-- WHAT YOU SHOULD DO --
Rewrite the lines from the line with "grader blade sits." to the line with "[330,131,350,171]", keeping the requests, and shift every bounding box coordinate up by 29. Include only those lines.

-- RECORDS SUPPLIED --
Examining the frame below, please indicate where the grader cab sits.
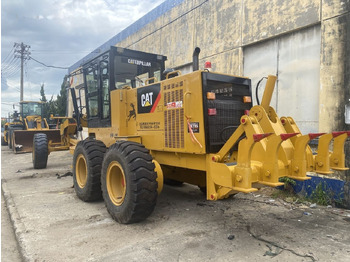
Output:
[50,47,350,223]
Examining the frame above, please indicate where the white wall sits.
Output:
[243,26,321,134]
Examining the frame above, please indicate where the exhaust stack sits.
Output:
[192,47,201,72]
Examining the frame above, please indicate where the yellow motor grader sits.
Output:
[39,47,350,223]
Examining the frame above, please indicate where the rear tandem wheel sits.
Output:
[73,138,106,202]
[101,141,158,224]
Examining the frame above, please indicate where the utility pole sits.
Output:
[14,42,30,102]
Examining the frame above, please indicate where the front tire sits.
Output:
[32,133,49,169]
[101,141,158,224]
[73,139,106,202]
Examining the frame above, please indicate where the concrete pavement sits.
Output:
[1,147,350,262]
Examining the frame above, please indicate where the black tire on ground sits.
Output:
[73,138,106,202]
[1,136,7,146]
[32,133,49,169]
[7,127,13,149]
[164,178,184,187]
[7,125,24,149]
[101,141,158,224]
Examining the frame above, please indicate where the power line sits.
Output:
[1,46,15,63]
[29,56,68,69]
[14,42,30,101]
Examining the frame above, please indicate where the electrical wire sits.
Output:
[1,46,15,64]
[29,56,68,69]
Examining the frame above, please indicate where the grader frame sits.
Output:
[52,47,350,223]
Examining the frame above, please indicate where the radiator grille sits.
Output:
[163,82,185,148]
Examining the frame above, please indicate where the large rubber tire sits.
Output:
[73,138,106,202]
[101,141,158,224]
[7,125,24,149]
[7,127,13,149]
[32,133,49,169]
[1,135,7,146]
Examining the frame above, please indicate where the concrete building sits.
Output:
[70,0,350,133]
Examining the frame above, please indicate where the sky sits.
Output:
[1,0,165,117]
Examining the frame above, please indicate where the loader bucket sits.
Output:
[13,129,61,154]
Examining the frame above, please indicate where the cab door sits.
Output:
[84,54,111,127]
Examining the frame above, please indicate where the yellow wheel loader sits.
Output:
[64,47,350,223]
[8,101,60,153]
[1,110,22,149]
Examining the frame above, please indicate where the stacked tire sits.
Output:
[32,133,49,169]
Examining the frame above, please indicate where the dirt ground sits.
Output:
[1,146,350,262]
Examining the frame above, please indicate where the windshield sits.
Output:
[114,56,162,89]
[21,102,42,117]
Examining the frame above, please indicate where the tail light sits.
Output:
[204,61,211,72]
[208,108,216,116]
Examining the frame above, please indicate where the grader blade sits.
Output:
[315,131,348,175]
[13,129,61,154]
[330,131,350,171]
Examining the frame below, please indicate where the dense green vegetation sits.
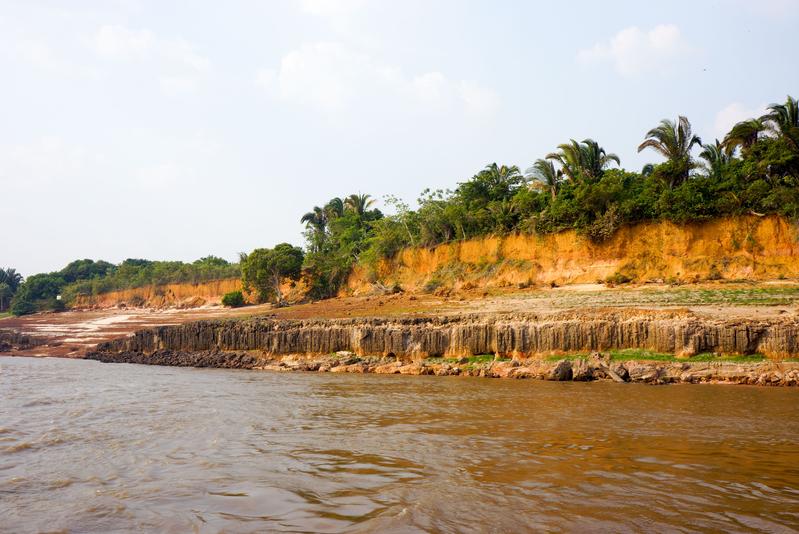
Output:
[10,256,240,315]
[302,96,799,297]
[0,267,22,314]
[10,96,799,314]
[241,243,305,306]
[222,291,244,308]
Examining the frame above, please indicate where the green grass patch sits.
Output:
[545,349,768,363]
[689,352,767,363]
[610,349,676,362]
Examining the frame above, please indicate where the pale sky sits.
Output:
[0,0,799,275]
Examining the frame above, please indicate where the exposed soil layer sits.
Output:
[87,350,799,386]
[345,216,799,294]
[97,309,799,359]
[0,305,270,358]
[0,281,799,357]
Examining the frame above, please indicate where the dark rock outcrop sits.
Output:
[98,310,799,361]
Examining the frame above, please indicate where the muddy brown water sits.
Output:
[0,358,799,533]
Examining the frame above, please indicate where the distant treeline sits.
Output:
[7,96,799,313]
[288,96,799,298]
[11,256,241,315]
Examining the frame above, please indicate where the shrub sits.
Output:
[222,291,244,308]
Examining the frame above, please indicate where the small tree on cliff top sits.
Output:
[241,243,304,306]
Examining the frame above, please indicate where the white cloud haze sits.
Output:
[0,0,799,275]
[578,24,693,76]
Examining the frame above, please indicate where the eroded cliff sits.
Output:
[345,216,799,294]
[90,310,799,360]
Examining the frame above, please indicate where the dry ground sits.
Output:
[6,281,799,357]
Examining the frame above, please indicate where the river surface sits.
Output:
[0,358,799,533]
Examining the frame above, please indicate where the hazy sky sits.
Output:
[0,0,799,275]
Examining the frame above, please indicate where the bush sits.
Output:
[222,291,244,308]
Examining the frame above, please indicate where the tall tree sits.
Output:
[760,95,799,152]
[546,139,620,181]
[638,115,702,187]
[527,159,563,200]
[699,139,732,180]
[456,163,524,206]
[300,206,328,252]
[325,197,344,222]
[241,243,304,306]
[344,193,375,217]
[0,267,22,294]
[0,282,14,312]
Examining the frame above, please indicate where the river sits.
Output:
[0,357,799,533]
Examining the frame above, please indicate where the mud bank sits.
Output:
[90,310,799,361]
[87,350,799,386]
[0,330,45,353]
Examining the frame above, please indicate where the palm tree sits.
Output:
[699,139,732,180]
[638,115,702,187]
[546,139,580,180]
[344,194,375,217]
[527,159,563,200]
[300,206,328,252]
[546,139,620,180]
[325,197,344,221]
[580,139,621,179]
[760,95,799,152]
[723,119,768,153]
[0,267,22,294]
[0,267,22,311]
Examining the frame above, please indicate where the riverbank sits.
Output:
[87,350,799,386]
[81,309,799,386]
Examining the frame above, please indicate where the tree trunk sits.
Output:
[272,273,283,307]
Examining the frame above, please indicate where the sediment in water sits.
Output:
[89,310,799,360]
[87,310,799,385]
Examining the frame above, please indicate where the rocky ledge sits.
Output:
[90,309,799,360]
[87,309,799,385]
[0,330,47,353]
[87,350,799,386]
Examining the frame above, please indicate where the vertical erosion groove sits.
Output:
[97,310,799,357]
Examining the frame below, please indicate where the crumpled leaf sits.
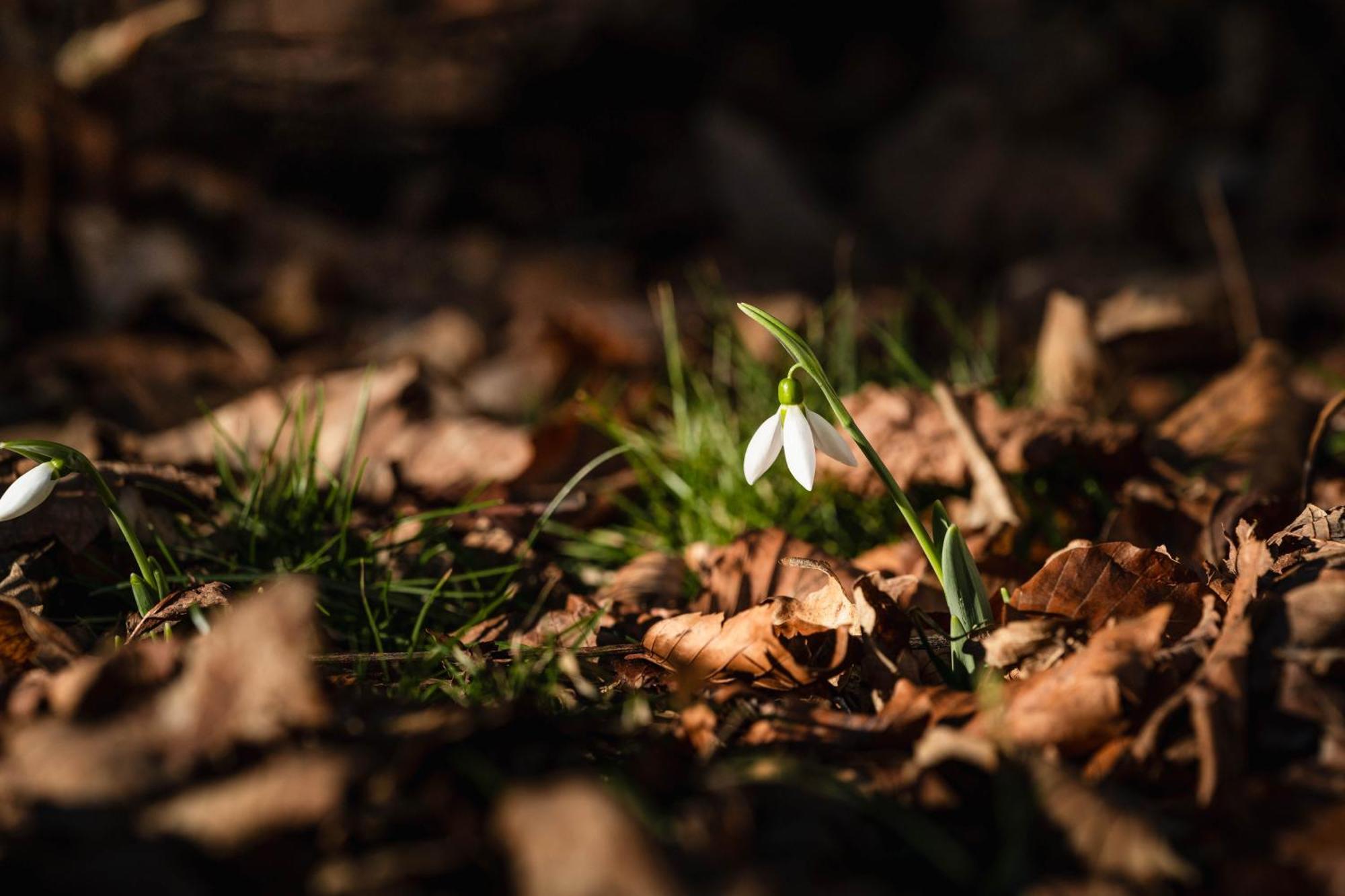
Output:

-- RESULT --
Examining the frame above, please indicate where the grader blade sits.
Output:
[344,160,377,204]
[42,158,90,183]
[359,160,379,200]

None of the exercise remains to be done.